[Task requirements]
Output nothing but the lines from the line with "Note: in this drill the class marks the reedy" through the end of the listing below, both ends included.

[Data shown]
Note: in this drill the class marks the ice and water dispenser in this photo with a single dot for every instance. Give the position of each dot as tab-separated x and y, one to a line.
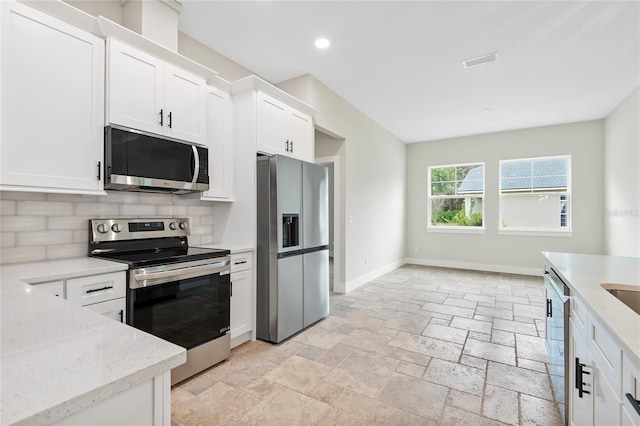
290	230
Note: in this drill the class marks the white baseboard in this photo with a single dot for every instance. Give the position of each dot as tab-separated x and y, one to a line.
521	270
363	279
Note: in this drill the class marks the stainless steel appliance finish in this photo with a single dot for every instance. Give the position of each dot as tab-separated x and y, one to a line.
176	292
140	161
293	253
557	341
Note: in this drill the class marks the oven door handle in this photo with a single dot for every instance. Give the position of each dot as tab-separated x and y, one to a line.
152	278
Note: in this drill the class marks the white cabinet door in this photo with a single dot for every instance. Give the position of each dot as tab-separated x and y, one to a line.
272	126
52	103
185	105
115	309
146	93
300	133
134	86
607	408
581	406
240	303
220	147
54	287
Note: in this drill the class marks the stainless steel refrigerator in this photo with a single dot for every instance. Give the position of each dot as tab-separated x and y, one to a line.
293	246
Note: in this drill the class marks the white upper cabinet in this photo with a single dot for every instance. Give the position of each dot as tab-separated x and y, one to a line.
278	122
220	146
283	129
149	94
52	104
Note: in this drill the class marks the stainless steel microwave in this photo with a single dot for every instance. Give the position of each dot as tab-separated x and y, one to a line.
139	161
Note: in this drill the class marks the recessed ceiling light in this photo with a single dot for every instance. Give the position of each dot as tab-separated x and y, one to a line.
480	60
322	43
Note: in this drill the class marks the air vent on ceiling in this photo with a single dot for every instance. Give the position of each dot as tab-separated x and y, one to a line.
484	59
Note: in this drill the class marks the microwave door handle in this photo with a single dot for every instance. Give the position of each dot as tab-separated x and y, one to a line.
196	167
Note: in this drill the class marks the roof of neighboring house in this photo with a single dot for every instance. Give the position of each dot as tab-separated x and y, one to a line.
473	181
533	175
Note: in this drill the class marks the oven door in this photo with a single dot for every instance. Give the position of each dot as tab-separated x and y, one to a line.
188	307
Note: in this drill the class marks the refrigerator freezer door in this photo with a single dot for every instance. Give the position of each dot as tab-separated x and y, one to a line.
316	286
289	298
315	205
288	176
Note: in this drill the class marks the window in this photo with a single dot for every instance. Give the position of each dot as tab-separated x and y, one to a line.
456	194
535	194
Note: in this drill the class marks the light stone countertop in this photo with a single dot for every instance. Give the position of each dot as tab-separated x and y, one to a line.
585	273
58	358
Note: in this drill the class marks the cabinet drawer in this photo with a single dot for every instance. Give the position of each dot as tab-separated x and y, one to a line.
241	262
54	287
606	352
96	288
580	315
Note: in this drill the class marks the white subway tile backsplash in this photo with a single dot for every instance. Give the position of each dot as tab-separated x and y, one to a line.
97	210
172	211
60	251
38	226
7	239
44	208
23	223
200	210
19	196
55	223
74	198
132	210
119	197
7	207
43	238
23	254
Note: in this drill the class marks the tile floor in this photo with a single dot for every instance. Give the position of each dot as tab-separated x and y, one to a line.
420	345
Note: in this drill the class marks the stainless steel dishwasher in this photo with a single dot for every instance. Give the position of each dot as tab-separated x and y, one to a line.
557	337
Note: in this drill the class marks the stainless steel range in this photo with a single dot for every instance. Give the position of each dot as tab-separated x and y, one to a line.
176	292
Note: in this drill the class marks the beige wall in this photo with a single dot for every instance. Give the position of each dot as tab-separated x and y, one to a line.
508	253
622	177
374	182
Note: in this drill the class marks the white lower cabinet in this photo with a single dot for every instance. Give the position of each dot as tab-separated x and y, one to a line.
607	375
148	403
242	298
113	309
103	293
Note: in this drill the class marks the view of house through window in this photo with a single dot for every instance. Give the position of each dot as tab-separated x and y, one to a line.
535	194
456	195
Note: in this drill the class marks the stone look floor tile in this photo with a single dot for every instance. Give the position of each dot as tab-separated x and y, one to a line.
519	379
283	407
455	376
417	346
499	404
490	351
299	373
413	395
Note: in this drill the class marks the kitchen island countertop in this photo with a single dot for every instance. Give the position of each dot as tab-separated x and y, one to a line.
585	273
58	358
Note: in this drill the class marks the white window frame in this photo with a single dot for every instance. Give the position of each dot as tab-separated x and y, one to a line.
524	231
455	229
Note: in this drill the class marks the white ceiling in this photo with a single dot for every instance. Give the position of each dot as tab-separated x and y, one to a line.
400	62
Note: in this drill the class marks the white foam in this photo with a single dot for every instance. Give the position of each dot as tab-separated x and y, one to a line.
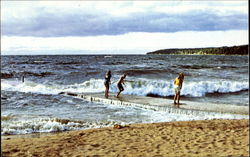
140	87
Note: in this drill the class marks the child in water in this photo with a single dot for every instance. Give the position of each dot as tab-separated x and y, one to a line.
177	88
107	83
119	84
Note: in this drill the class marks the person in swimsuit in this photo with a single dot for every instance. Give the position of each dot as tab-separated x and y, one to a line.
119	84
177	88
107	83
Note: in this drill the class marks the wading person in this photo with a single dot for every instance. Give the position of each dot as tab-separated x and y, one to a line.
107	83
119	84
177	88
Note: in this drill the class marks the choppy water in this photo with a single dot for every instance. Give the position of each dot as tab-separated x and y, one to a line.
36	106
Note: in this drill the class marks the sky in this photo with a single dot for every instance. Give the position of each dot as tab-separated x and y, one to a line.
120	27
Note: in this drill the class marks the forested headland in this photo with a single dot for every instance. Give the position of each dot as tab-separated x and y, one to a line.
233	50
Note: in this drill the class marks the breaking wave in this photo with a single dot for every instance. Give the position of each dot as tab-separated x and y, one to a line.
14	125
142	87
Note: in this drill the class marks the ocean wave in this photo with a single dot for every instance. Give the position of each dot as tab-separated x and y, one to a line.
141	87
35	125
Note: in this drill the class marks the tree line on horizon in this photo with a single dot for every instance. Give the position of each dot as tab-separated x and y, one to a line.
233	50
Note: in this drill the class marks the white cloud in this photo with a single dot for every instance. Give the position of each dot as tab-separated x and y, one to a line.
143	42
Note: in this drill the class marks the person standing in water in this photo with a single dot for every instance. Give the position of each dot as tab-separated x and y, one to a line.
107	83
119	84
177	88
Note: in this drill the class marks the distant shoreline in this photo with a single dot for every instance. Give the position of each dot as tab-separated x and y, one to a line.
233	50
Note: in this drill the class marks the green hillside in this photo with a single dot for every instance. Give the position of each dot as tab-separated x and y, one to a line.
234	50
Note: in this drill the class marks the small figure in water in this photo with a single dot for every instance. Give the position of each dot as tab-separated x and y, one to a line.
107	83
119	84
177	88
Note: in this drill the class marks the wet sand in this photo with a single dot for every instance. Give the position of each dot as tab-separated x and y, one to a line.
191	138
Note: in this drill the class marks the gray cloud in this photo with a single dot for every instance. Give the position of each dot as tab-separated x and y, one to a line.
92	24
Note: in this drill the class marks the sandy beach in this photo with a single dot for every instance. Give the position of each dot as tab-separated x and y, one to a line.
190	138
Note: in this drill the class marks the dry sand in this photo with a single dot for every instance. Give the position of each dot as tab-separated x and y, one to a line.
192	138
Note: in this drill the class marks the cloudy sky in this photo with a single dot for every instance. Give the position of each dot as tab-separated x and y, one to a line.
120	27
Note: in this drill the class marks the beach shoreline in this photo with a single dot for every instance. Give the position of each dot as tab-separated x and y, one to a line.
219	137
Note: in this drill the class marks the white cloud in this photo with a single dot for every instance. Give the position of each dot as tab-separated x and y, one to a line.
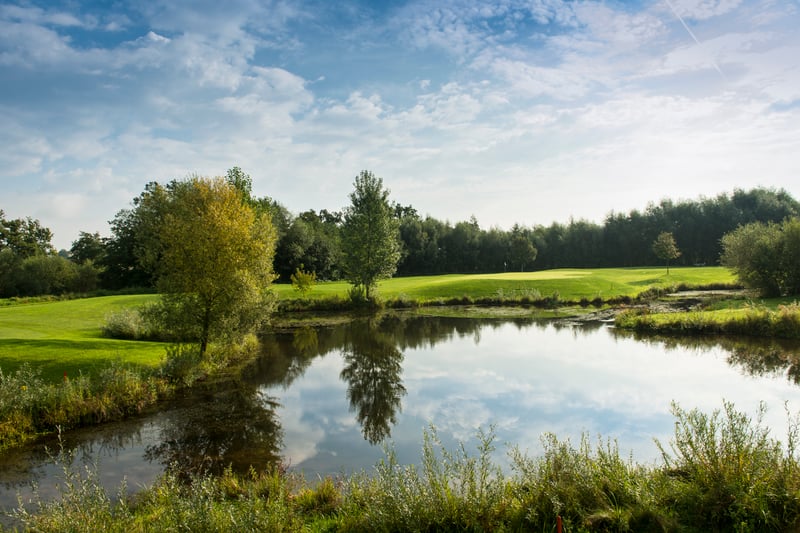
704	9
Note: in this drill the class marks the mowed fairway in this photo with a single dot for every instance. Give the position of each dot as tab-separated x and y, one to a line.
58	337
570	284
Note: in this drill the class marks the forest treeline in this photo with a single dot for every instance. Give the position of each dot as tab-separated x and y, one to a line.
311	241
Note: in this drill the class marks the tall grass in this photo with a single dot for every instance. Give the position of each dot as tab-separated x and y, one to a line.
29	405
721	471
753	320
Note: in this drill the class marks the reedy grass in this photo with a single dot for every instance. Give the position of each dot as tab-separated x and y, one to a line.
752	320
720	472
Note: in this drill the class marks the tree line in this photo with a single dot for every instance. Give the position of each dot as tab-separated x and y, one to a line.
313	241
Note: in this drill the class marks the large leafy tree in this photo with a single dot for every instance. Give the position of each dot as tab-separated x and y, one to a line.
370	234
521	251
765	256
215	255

[Written answer]
Note: in this drill the class marks the reedy grass in this photo with a single dot for every instance. Give the position of each dot as tab-separated x and y, one to a line.
752	320
720	472
Note: in this drill the class marks the tree line in this photo with a single dot for every instance. Give the position of each dot as tab-separated x and y, one to a line.
313	241
Note: in this drill the class marks the large leafy tree in this photo with a single dot for every instance. Give the position of each dot as tab-separated x and y, one to a line.
370	234
521	251
765	256
215	255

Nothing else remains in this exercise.